### ЗАДАНИЕ A
Переведите на английский предложение «Весь день, от утренней проверки до вечерней, входить в бараки запрещается.» из цитируемого текста.

##########

Нам раздали напечатанные на тряпочках номерки и велели немедленно пришить к одежде (специально принесли иголки с нитками).
Я уже не "номер 5007", а "номер 60821".
После регистрации дали суп. Здесь он еще хуже, чем в Штрасденгофе. Просто тепловатая мутная водичка без единой крупинки. Лишь нескольким девушкам повезло: они нашли по кусочку картофельной шелухи.
Мы в этом лагере уже девять дней. Здесь куда хуже, чем в Штрасденгофе. Макс зверски избивает, мы все ходим в синяках. «Немеченых» лиц нет. Я эти синяки называю "автографами Макса", а некоторые женщины сердятся, что у меня все еще шутки на уме. Но я вовсе не думаю шутить, просто само собой так получается.
Весь день, от утренней проверки до вечерней, входить в бараки запрещается. Если Макс не заставляет стоять «смирно» или на коленях, мы сидим на земле, в пыли, на самом солнцепеке. Тени, куда спрятаться, нет. Пить не дают, если не считать утреннего «кофе» — маленькой мисочки на пятерых.

##########

### ЗАДАНИЕ B
Перепишите строки листинга, приведённого ниже, поменяв «window» на «door». Всё остальное оставьте без изменений.

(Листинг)
##########

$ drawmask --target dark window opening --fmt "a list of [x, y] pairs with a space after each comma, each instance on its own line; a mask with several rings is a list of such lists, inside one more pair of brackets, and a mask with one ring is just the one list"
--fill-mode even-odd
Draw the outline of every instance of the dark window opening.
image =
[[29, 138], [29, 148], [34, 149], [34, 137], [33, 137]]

##########

### ОЖИДАЕМЫЙ ОТВЕТ A
All day long, from the morning roll call to the evening one, entering the barracks is forbidden.

### ОЖИДАЕМЫЙ ОТВЕТ B
$ drawmask --target dark door opening --fmt "a list of [x, y] pairs with a space after each comma, each instance on its own line; a mask with several rings is a list of such lists, inside one more pair of brackets, and a mask with one ring is just the one list"
--fill-mode even-odd
Draw the outline of every instance of the dark door opening.
image =
[[29, 138], [29, 148], [34, 149], [34, 137], [33, 137]]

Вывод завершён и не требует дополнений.